Exercise details:
Leave the pictures out. Return all other data exactly.

-- Dataset records follows --

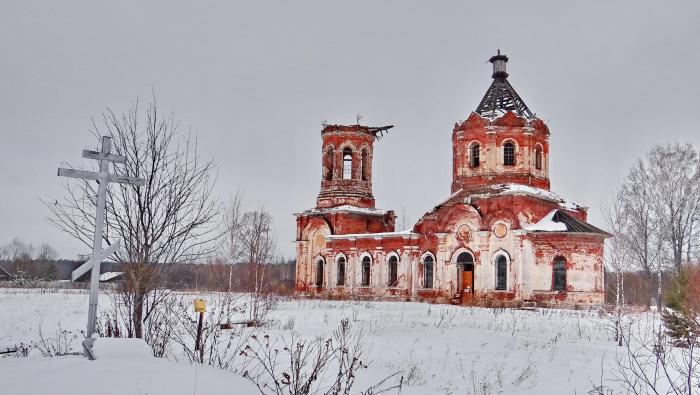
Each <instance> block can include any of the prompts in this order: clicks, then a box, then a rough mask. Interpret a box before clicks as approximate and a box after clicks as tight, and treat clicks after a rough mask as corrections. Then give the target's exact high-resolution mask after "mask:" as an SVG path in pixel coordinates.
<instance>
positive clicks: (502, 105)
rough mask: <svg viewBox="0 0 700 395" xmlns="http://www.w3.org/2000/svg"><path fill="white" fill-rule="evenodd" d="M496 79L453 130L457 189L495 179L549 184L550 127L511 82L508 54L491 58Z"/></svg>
mask: <svg viewBox="0 0 700 395" xmlns="http://www.w3.org/2000/svg"><path fill="white" fill-rule="evenodd" d="M489 62H491V64H492V65H493V72H492V74H491V78H493V82H492V83H491V86H489V88H488V90H487V91H486V94H485V95H484V97H483V99H481V102H480V103H479V106H478V107H477V108H476V110H474V111H473V112H472V113H471V115H470V116H469V118H468V119H467V120H466V121H464V122H461V123H458V124H455V127H454V129H453V131H452V155H453V159H452V192H453V193H454V192H457V191H459V190H460V189H464V190H469V189H477V188H479V187H482V186H488V185H494V184H522V185H529V186H533V187H536V188H542V189H549V185H550V184H549V128H548V127H547V125H545V123H544V122H543V121H542V120H541V119H539V118H537V116H536V115H535V114H534V113H533V112H532V111H530V109H529V108H528V106H527V105H526V104H525V102H524V101H523V99H522V98H521V97H520V95H518V93H517V92H516V91H515V89H514V88H513V86H512V85H511V84H510V83H509V82H508V72H507V71H506V64H507V63H508V57H507V56H506V55H504V54H501V51H500V50H499V51H498V53H497V54H496V55H494V56H492V57H491V59H489Z"/></svg>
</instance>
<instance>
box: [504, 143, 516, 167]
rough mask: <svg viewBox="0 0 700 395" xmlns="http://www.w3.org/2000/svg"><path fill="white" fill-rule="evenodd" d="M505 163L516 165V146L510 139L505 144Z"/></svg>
mask: <svg viewBox="0 0 700 395" xmlns="http://www.w3.org/2000/svg"><path fill="white" fill-rule="evenodd" d="M503 164H504V165H506V166H515V146H514V145H513V143H511V142H510V141H509V142H507V143H505V144H503Z"/></svg>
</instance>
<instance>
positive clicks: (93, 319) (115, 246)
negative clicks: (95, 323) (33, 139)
mask: <svg viewBox="0 0 700 395" xmlns="http://www.w3.org/2000/svg"><path fill="white" fill-rule="evenodd" d="M101 148H102V149H101V150H100V151H99V152H98V151H90V150H83V158H87V159H95V160H97V161H99V164H100V171H99V172H98V173H95V172H89V171H82V170H75V169H64V168H59V169H58V175H59V176H61V177H71V178H80V179H83V180H96V181H97V183H98V184H99V187H98V189H97V212H96V214H95V236H94V238H93V243H92V258H90V260H89V261H87V262H85V263H84V264H83V265H82V266H80V267H79V268H78V269H76V270H75V271H74V272H73V273H72V275H71V279H72V281H75V280H76V279H77V278H78V277H80V276H81V275H82V274H84V273H85V272H87V271H88V270H92V272H91V273H90V304H89V309H88V322H87V332H86V333H85V337H87V338H90V337H92V334H93V333H95V322H96V320H97V297H98V292H99V286H100V263H101V262H102V260H104V259H106V258H107V257H109V256H110V255H112V254H113V253H114V252H116V251H117V250H118V249H119V240H117V242H116V243H113V244H112V245H110V246H109V247H107V249H105V250H104V251H102V237H103V233H102V229H103V227H104V220H105V201H106V197H107V186H108V184H109V183H110V182H118V183H121V184H131V185H144V184H145V181H144V180H143V179H142V178H134V177H126V176H119V175H115V174H109V162H113V163H125V162H126V157H124V156H119V155H113V154H112V153H111V149H112V138H111V137H109V136H102V147H101Z"/></svg>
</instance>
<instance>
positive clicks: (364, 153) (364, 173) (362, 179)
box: [361, 148, 369, 181]
mask: <svg viewBox="0 0 700 395" xmlns="http://www.w3.org/2000/svg"><path fill="white" fill-rule="evenodd" d="M361 168H362V181H369V152H368V151H367V148H364V149H363V150H362V167H361Z"/></svg>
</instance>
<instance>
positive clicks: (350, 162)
mask: <svg viewBox="0 0 700 395" xmlns="http://www.w3.org/2000/svg"><path fill="white" fill-rule="evenodd" d="M351 178H352V150H351V149H350V148H345V149H344V150H343V179H344V180H349V179H351Z"/></svg>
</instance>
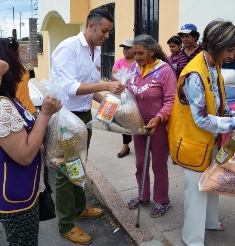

-- Dataset records concluded --

Response below:
Each <instance> block can include any of the prompts in this order: clicks, then a box, then a rough mask. Interpret a box before clicks as approximate and a box after clicks as tight, and treat clicks after a rough mask as corrections. Then give the target's exact high-resolution mask after "mask:" as an SVG path in pixel coordinates.
<instance>
positive clicks: (502, 105)
rough mask: <svg viewBox="0 0 700 395" xmlns="http://www.w3.org/2000/svg"><path fill="white" fill-rule="evenodd" d="M496 79L453 130L457 189L495 179L549 184L550 127L511 82L508 54L491 58Z"/></svg>
mask: <svg viewBox="0 0 700 395" xmlns="http://www.w3.org/2000/svg"><path fill="white" fill-rule="evenodd" d="M489 62H491V64H492V65H493V72H492V74H491V78H493V82H492V83H491V86H489V88H488V90H487V91H486V94H485V95H484V97H483V99H481V102H480V103H479V106H478V107H477V108H476V110H474V111H473V112H472V113H471V115H470V116H469V118H468V119H467V120H466V121H464V122H461V123H458V124H455V127H454V129H453V131H452V155H453V159H452V192H453V193H454V192H457V191H459V190H460V189H464V190H469V189H477V188H479V187H482V186H488V185H494V184H522V185H529V186H533V187H536V188H542V189H549V185H550V184H549V128H548V127H547V125H545V123H544V122H543V121H542V120H541V119H539V118H537V116H536V115H535V114H534V113H533V112H532V111H530V109H529V108H528V106H527V105H526V104H525V102H524V101H523V99H522V98H521V97H520V95H518V93H517V92H516V91H515V89H514V88H513V86H512V85H511V84H510V83H509V82H508V72H507V71H506V64H507V63H508V57H507V56H506V55H504V54H501V51H500V50H499V51H498V53H497V54H496V55H494V56H492V57H491V59H489Z"/></svg>
</instance>
<instance>
box: [504, 143, 516, 167]
rough mask: <svg viewBox="0 0 700 395" xmlns="http://www.w3.org/2000/svg"><path fill="white" fill-rule="evenodd" d="M505 163L516 165V146L510 139L505 144Z"/></svg>
mask: <svg viewBox="0 0 700 395" xmlns="http://www.w3.org/2000/svg"><path fill="white" fill-rule="evenodd" d="M503 164H504V165H506V166H515V146H514V145H513V143H511V142H510V141H509V142H507V143H505V144H503Z"/></svg>
</instance>
<instance>
positive clicks: (93, 319) (115, 246)
negative clicks: (95, 323) (33, 139)
mask: <svg viewBox="0 0 700 395" xmlns="http://www.w3.org/2000/svg"><path fill="white" fill-rule="evenodd" d="M101 148H102V149H101V150H100V151H99V152H98V151H90V150H83V158H87V159H95V160H97V161H99V164H100V171H99V172H98V173H95V172H89V171H82V170H75V169H64V168H59V169H58V175H59V176H61V177H71V178H80V179H83V180H96V181H97V183H98V184H99V187H98V189H97V212H96V214H95V236H94V238H93V243H92V258H90V260H89V261H87V262H85V263H84V264H83V265H82V266H80V267H79V268H78V269H76V270H75V271H74V272H73V273H72V275H71V279H72V281H75V280H76V279H77V278H78V277H80V276H81V275H82V274H84V273H85V272H87V271H88V270H92V272H91V273H90V304H89V309H88V322H87V332H86V333H85V337H87V338H90V337H92V334H93V333H95V322H96V320H97V297H98V292H99V286H100V263H101V262H102V260H104V259H106V258H107V257H109V256H110V255H112V254H113V253H114V252H116V251H117V250H118V249H119V240H117V242H116V243H113V244H112V245H110V246H109V247H107V249H105V250H104V251H102V237H103V233H102V229H103V227H104V220H105V201H106V197H107V186H108V184H109V183H110V182H118V183H121V184H131V185H144V184H145V181H144V180H143V179H142V178H134V177H126V176H119V175H115V174H109V162H113V163H125V162H126V157H124V156H119V155H113V154H112V153H111V149H112V138H111V137H109V136H102V147H101Z"/></svg>
</instance>
<instance>
positive clicks: (364, 153) (364, 173) (362, 179)
box: [361, 148, 369, 181]
mask: <svg viewBox="0 0 700 395" xmlns="http://www.w3.org/2000/svg"><path fill="white" fill-rule="evenodd" d="M361 168H362V181H369V152H368V151H367V148H364V149H363V150H362V167H361Z"/></svg>
</instance>
<instance>
positive clicks: (350, 162)
mask: <svg viewBox="0 0 700 395" xmlns="http://www.w3.org/2000/svg"><path fill="white" fill-rule="evenodd" d="M351 178H352V150H351V149H350V148H345V149H344V150H343V179H344V180H349V179H351Z"/></svg>
</instance>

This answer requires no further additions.